→ Objective
Can you copy out every one of the lines below word for word, leaving the pictures out of your answer?

(Point labels for objects)
+ + + +
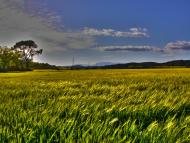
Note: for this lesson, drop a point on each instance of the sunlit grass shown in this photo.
(95, 106)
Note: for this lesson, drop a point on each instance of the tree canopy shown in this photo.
(19, 57)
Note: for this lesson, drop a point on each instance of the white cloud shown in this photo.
(179, 45)
(129, 48)
(18, 24)
(132, 33)
(168, 49)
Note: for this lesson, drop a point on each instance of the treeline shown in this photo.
(19, 57)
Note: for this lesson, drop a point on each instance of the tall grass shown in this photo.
(96, 106)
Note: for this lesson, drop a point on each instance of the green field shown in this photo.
(93, 106)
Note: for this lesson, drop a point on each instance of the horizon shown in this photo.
(96, 31)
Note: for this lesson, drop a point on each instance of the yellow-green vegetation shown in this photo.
(139, 106)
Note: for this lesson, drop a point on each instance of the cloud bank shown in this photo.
(132, 33)
(18, 24)
(170, 47)
(179, 45)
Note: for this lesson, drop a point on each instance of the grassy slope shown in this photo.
(95, 106)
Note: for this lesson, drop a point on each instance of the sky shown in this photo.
(92, 31)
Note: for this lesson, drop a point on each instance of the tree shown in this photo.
(28, 49)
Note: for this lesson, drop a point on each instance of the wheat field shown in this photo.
(92, 106)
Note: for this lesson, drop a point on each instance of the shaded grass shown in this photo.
(95, 106)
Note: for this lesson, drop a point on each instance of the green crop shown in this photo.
(92, 106)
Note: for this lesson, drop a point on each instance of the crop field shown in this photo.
(92, 106)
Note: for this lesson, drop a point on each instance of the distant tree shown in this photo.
(28, 50)
(9, 58)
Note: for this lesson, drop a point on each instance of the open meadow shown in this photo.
(139, 106)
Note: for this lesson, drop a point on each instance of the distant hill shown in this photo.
(177, 63)
(104, 64)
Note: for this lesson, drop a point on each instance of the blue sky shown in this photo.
(94, 30)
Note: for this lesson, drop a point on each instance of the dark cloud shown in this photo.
+ + + +
→ Answer to the problem
Note: for this lesson, drop a point on each instance of the sunlit grass shown in this photo.
(95, 106)
Note: for this lesson, drop a point on each instance of the tree canopy shown in this photo.
(19, 57)
Note: for this lesson, drop a point on each instance of the white cloud shown in this photo.
(179, 45)
(129, 48)
(18, 24)
(132, 33)
(168, 49)
Note: for this lesson, drop a point on each instance of the treeline shown in this photo.
(19, 57)
Note: for this lesson, drop a point on each instance of the tall grass shown in this photo.
(96, 106)
Note: for this lesson, drop a point on each instance of the green field shown in this photo.
(93, 106)
Note: for this lesson, drop a point on each instance of the horizon shown in this photo.
(96, 31)
Note: for this lesson, drop a point on each instance of the yellow-green vegetation shown in this photo.
(139, 106)
Note: for this lesson, drop a point on each instance of the cloud bank shown in this photo.
(132, 33)
(18, 24)
(170, 47)
(179, 45)
Note: for this lesson, drop a point on each instance of the grassy slope shown in this photo.
(95, 106)
Note: for this lesson, drop a point on each instance of the sky shown in this photo.
(92, 31)
Note: for this lesson, drop a point on each instance of the tree shown in this photo.
(28, 49)
Note: for this lesson, drop a point on each instance of the wheat field shown in this photo.
(92, 106)
Note: for this lesson, drop a point on each instance of the shaded grass shown in this photo.
(95, 106)
Note: for this lesson, drop a point on each instance of the green crop shown in this photo.
(92, 106)
Note: for this lesson, drop a point on each instance of the crop field shown in this photo.
(92, 106)
Note: for this lesson, drop a point on each instance of the distant tree shown in this photo.
(28, 50)
(9, 58)
Note: for this lesson, drop a point on each instance of the open meadow shown in this photo.
(139, 106)
Note: for this lesson, drop a point on each instance of the distant hill shown in this photo.
(177, 63)
(104, 64)
Note: for this lesson, drop a point on each instance of the blue sky shown in this photo.
(94, 30)
Note: for this lesson, drop a point on each instance of the dark cloud shown in this photo.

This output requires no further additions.